** AUSZUG **
Dr. Katja Pähle (SPD):
Meine sehr geehrten Damen und Herren! Sehr geehrte Frau Präsidentin! Die unbestreitbaren Fakten zum Zustand der Schulen in unserem Land liegen auf dem Tisch. Frau Ministerin hat sie gerade noch einmal ausgeführt. Es gibt eine historisch niedrige Unterrichtsversorgung von 93,5 %; an einzelnen Schulen liegt sie weit darunter.
Bei den Sekundar- und Gemeinschaftsschulen beträgt sie nur 88 %. Auch das Gymnasium ist von diesem Problem nicht mehr verschont. 800 Lehrkräfte und pädagogische Kräfte fehlen. Knapp 7 000 Kinder mehr sind in den Schulen, davon 5 700 Kinder, die aus der Ukraine geflüchtet sind. Die Quote von Schulabbrechern ist weiterhin hoch.
Alarmierende Ergebnisse des jüngsten IQB-Bildungstrends zeigen auf, dass eine zunehmende Anzahl von Schülerinnen und Schülern in der Grundschule nicht einmal die Mindeststandards in Deutsch und in Mathematik erreicht, wenngleich man hierbei sicherlich den Coronaeffekt nicht außer Acht lassen darf.
Meine sehr geehrten Damen und Herren! Das beunruhigt nicht nur mich als Mutter von zwei schulpflichtigen Kindern, sondern viele andere Familien, viele Ausbildungsbetriebe und Hochschulen.
Die Magdeburger Erklärung, die uns in diesen Tagen erreicht hat, reiht sich ein in eine Kette von Briefen, mit denen insbesondere Elternvertretungen ihre Sorge ausdrücken. Um es klar zu sagen: Wenn es so weitergeht, dann steht die Zukunft unseres Landes auf dem Spiel, wenn es denn so weitergeht.
Eine weitere Verschlechterung können wir uns nicht länger leisten. Wir müssen in den nächsten Monaten einige Bremsen lösen, um wirksame Maßnahmen auf den Weg zu bringen. Frau Ministerin hat gerade gesagt: Wir müssen jeden Stein umdrehen. Das ist richtig.
Auch meine Fraktion hat in den letzten Jahren oft Vorschläge unterbreitet und Lösungen aufgezeigt. An der Umsetzung einiger Vorschläge mangelt es jedoch leider noch immer.

** BEREITGESTELLTE DATEN **
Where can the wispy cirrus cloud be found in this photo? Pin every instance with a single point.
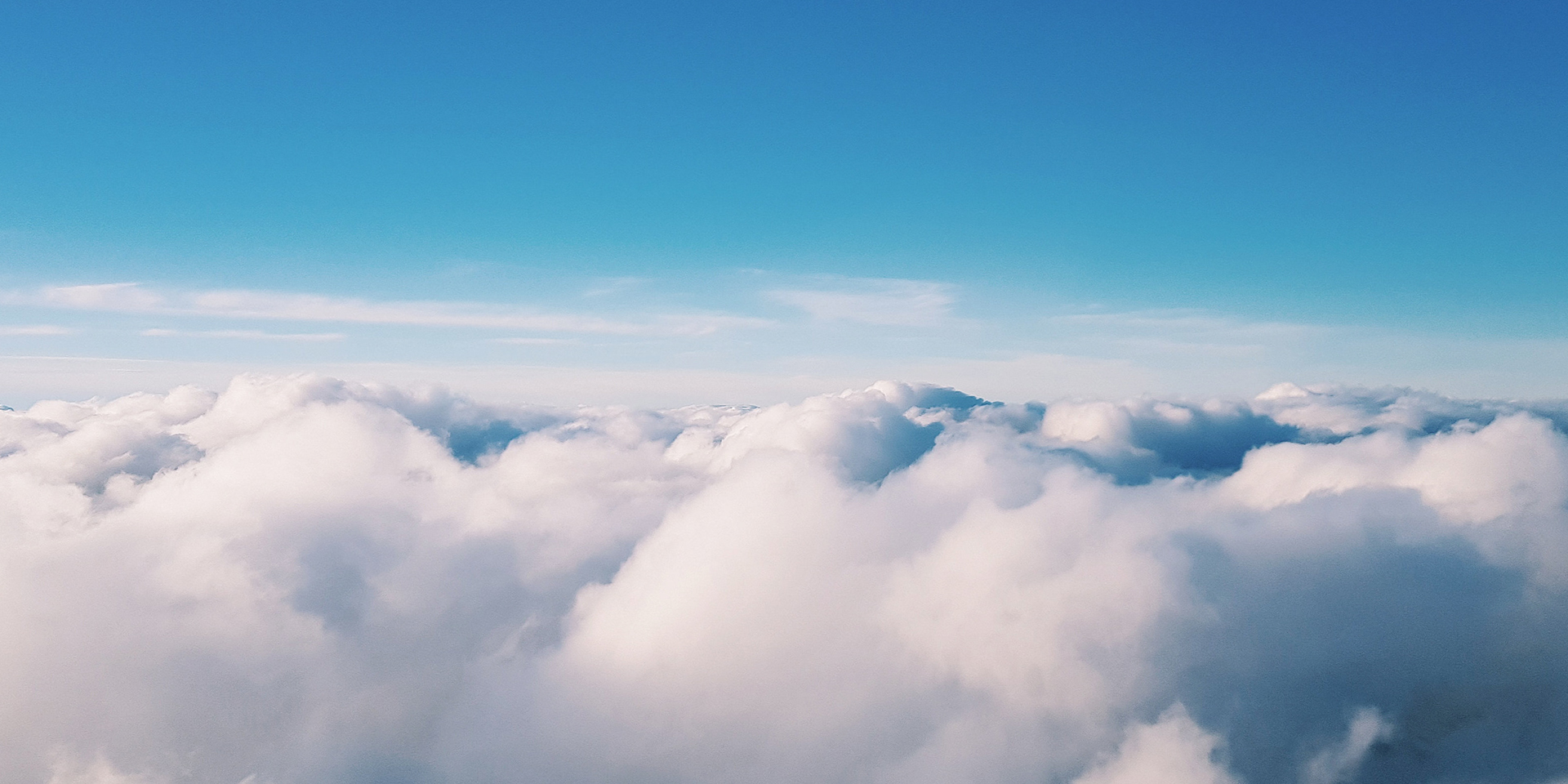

** ZU ERLEDIGEN **
Nimm die Rede über den Zustand der Schulen nach ihrem letzten Satz wieder auf und führe sie weiter.

** LÖSUNG DER AUFGABE **
Meine sehr geehrten Damen und Herren! Als ich in der Zeitung von der Ankündigung des Herrn Ministerpräsidenten las, er wolle im Januar einen Bildungsgipfel einberufen, hatte ich tatsächlich ein kleines Déjà-vu. Ich fühlte mich an den einseitig ausgerufenen Schulfrieden im Frühjahr 2021 erinnert. Ehrlich gesagt: Einen weiteren Bildungsgipfel dieser Art brauchen wir nicht, wenn er nicht zu konkreten Handlungen führt.
Wir haben nämlich kein Erkenntnisproblem, auch nicht unter den Bildungspolitikern. Ministerpräsident Haseloff hat unsere Unterstützung, wenn es um die Umsetzung konkreter Maßnahmen geht, z. B. flexible Personalbudgets.
(Marco Tullner, CDU: Die hatten wir doch immer in der Koalition!)
Wenn Stellen für Lehrkräfte nicht besetzt werden können, dann muss es möglich sein, aus dem Budget des Bildungsministeriums andere Kräfte wie pädagogische Mitarbeiterinnen oder Schulverwaltungsassistenten einzustellen.
(Zustimmung bei der SPD)
Jede weitere besetzte Stelle hilft den Schulen. Wenn ein Bildungsgipfel dazu führt, dass das Finanzministerium seine Haltung überdenkt, dann wäre das ein Fortschritt. Das wäre zu begrüßen.
(Beifall bei der SPD)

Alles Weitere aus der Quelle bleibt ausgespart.